» ПИСЬМЕННЫЙ ЗАПРОС 1:
С какого времени, согласно отрывку о художнике Владимире Глухове, у него стали появляться новые хорошие картины и новая графика?

» ПРЕДОСТАВЛЕННЫЙ ОТРЫВОК:
Обещала себе каждый год в день смерти бывшего моего мужа Владимира Глухова рассказывать о его работах, но вновь будто бы морок нашел - совсем забыла про годовщину. Напомню, что это за художник. Поставлю не опубликованное в прошлом году видео. Кто-то сделал подборку его рисунков. Это автографы, которые он оставлял на своем художественном альбоме, если подписывал экземпляр. У меня тоже есть. Подписан "младшей жене"
И еще. Православный суфий
Я писала о нем совсем немного, как-то неловко, умер он все-таки уже не моим мужем. Впервые на широкую аудиторию о том, что я была замужем за художником Глуховым, я написала год назад. И с тех пор меня часто спрашивают, почему же я ушла, ведь такой большой художник.
Большой. Это, безусловно, самый большой художник Средней Азии после русского авангарда. Но жить с ним было невозможно. Тяжело эмоционально.
Однако дело даже не в этом. Рядом с ним я не смогла бы состояться. Нельзя было стать тем, кем я стала, находясь рядом. И даже не из-за характера или алкоголизма. Просто, он под конец жизни очень укрупнился и требовал большого участия в его художественной жизни. Думаю, если бы я не ушла, а осталась женой, которая бы полностью отдавала себя работе с его живописью, с музеями, то, при моих способностях и усердии, моем знании устройства медиа, знании языков, знакомствах в Европе, он бы стал большой величиной. Он и без меня в последние годы развернулся до выставок в Берлине, в Штатах, нескольких выставок в Музее востока, двух больших альбомов. Наверное, такая жена, как я, могла бы умножить его успех. Но для этого мне нужно было полностью отказаться от себя.
Я всегда думала, что мы развелись поэтому. Его слова: "Тебе расти - мне умаляться"
А недавно я вдруг поняла, что и он бы при мне не развился. Например, я внезапно осознала, что за время нашей с ним жизни он ничего серьезного не написал, новые хорошие картины, новая графика у него стали появляться с весны 2012 года, когда мы уже ссорились и разъехались.

(Записи набора данных с указанием точек)
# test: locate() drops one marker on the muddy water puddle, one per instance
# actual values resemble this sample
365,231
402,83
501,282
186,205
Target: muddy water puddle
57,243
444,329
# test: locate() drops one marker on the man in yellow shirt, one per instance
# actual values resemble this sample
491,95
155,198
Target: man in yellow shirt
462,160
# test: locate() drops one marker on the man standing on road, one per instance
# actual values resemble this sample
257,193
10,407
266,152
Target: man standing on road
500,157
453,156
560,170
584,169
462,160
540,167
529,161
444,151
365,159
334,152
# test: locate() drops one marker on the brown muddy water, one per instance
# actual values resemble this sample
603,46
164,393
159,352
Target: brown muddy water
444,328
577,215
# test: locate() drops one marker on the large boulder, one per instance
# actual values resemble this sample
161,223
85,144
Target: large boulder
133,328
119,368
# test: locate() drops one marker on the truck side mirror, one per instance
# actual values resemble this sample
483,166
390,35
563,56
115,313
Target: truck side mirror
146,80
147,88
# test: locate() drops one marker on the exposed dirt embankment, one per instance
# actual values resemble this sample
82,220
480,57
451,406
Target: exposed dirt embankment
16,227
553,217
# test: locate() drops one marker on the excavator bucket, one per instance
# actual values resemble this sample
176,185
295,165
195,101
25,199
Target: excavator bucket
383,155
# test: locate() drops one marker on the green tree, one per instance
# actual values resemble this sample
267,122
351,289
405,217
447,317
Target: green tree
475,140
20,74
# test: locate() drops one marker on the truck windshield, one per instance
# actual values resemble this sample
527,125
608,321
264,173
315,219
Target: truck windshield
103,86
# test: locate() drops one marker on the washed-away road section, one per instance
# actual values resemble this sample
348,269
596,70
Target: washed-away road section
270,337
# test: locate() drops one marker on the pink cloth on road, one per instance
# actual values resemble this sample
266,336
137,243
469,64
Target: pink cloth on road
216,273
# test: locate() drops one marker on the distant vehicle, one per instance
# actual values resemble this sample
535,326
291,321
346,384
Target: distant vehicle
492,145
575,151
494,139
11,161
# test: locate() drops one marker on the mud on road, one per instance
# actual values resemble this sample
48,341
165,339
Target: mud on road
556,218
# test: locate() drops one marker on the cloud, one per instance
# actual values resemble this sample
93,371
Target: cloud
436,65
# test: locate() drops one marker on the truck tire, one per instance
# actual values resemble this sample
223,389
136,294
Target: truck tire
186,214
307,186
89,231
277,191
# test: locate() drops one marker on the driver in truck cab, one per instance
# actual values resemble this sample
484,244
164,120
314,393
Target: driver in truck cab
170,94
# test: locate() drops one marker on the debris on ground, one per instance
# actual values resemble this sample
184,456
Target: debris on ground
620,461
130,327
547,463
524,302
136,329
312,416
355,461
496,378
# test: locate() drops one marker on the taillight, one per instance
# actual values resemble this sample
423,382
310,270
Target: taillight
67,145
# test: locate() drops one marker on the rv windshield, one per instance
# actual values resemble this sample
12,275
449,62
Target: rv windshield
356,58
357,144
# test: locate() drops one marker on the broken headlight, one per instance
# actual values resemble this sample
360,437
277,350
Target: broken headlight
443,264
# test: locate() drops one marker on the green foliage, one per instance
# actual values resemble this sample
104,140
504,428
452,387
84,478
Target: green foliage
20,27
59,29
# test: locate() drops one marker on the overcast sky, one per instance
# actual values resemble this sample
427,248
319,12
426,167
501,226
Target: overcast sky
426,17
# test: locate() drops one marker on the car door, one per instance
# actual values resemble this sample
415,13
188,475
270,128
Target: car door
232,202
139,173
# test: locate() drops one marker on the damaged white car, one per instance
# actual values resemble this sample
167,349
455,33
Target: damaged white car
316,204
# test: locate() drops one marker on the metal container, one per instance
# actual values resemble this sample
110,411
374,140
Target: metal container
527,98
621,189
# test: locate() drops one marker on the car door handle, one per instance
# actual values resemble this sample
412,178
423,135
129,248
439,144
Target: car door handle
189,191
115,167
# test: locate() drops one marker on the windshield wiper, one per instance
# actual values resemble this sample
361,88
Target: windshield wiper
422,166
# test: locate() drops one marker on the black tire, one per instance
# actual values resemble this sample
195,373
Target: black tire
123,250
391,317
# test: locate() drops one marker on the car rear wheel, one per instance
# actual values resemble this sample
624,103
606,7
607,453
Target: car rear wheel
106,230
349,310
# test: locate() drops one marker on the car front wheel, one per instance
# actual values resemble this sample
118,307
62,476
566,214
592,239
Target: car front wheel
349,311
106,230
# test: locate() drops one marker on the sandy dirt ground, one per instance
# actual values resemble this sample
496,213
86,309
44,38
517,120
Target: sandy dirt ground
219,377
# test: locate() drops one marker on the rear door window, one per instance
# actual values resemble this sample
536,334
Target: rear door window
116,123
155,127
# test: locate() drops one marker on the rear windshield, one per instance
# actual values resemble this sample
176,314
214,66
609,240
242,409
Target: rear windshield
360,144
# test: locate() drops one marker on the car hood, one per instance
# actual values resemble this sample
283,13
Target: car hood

» ПИСЬМЕННЫЙ ЗАПРОС 2:
Подсчитайте, в скольких строках записей встречается строка «green», с учетом регистра. В ответе дайте только число.

» ОТВЕТ НА ЗАДАНИЕ 1:
С весны 2012 года.

» ОТВЕТ НА ЗАДАНИЕ 2:
4